##### PROVIDED ENTRIES
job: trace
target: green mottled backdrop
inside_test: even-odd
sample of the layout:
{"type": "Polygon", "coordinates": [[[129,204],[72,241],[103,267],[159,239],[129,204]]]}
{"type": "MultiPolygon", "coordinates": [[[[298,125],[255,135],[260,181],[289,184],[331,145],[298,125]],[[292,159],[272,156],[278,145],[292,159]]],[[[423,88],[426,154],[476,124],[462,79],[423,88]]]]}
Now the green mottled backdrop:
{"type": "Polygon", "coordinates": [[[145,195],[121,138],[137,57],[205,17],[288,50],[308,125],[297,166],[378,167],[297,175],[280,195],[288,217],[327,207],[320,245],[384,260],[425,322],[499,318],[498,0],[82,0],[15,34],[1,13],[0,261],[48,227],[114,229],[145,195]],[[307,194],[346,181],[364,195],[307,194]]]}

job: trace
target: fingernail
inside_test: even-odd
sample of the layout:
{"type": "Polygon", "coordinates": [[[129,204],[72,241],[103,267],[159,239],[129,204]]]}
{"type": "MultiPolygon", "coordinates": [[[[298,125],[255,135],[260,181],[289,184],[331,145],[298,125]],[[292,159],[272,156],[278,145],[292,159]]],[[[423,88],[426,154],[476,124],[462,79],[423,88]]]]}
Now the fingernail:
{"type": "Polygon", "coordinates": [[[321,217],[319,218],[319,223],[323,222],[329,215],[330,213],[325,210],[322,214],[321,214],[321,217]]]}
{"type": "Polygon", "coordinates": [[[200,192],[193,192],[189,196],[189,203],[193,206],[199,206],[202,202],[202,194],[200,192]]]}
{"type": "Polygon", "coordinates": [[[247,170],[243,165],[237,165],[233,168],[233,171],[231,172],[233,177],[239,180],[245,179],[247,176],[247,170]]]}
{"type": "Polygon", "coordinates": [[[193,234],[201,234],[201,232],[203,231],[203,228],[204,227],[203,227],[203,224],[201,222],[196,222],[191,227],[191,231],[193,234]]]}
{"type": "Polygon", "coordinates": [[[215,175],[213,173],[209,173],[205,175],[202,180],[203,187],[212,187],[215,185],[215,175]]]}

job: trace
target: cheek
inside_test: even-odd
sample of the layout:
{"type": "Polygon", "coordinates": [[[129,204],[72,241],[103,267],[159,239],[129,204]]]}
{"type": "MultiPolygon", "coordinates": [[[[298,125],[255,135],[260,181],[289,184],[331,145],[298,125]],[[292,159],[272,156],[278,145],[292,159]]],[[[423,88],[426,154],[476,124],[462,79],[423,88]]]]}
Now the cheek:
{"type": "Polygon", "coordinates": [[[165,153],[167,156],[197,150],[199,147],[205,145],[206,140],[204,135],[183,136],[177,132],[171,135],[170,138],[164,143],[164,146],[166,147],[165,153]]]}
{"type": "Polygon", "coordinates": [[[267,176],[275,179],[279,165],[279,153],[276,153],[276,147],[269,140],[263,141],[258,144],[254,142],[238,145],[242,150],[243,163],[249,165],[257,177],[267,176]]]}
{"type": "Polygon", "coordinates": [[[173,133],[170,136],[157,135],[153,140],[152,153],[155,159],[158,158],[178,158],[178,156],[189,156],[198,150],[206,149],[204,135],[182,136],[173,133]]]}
##########
== YOUR OBJECTIVE ==
The full data, repeated exactly, is the only acceptable output.

== WRITTEN RESPONSE ==
job: trace
target: green mottled backdrop
inside_test: even-odd
sample of the layout:
{"type": "Polygon", "coordinates": [[[129,204],[72,241],[103,267],[159,239],[129,204]]]}
{"type": "MultiPolygon", "coordinates": [[[[298,125],[255,135],[260,181],[289,184],[331,145],[298,125]],[[292,159],[272,156],[278,145],[292,159]]],[[[423,88],[426,154],[476,124],[462,79],[423,88]]]]}
Now the green mottled backdrop:
{"type": "Polygon", "coordinates": [[[145,195],[121,138],[137,57],[205,17],[288,50],[308,125],[297,166],[378,167],[297,175],[280,195],[288,217],[327,207],[320,245],[384,260],[425,322],[499,318],[498,0],[82,0],[15,34],[1,13],[0,261],[48,227],[114,229],[145,195]],[[307,194],[346,181],[364,195],[307,194]]]}

job: trace
target: fingernail
inside_test: even-odd
sample of the layout:
{"type": "Polygon", "coordinates": [[[129,204],[72,241],[103,267],[159,239],[129,204]]]}
{"type": "MultiPolygon", "coordinates": [[[[298,125],[255,135],[260,181],[289,184],[331,145],[298,125]],[[292,159],[272,156],[278,145],[292,159]]],[[[423,88],[426,154],[476,124],[462,79],[423,88]]]]}
Now the fingernail:
{"type": "Polygon", "coordinates": [[[321,217],[319,218],[319,223],[323,222],[329,215],[330,213],[325,210],[322,214],[321,214],[321,217]]]}
{"type": "Polygon", "coordinates": [[[200,192],[193,192],[189,196],[189,203],[193,206],[199,206],[202,202],[202,194],[200,192]]]}
{"type": "Polygon", "coordinates": [[[247,170],[243,165],[237,165],[233,168],[233,171],[231,172],[233,177],[239,180],[245,179],[247,176],[247,170]]]}
{"type": "Polygon", "coordinates": [[[193,234],[201,234],[201,232],[203,231],[203,228],[204,227],[203,227],[203,224],[201,222],[196,222],[191,227],[191,231],[193,234]]]}
{"type": "Polygon", "coordinates": [[[215,175],[213,173],[209,173],[205,175],[202,180],[203,187],[212,187],[215,185],[215,175]]]}

job: trace
target: cheek
inside_test: even-odd
sample of the layout:
{"type": "Polygon", "coordinates": [[[129,204],[72,241],[103,267],[159,239],[129,204]]]}
{"type": "MultiPolygon", "coordinates": [[[[298,125],[255,135],[260,181],[289,184],[331,145],[298,125]],[[292,159],[272,156],[278,145],[292,159]]],[[[423,88],[426,154],[476,124],[462,79],[423,88]]]]}
Now the cheek:
{"type": "Polygon", "coordinates": [[[165,153],[167,156],[197,150],[199,147],[205,145],[206,140],[204,135],[183,136],[177,132],[171,135],[170,138],[164,143],[164,146],[166,147],[165,153]]]}
{"type": "Polygon", "coordinates": [[[267,176],[275,179],[279,165],[279,153],[276,153],[276,147],[269,140],[263,141],[258,144],[254,142],[238,145],[242,150],[243,163],[249,165],[257,177],[267,176]]]}
{"type": "Polygon", "coordinates": [[[173,133],[170,136],[157,135],[153,140],[152,153],[155,159],[158,158],[178,158],[178,156],[189,156],[198,150],[206,149],[204,135],[182,136],[173,133]]]}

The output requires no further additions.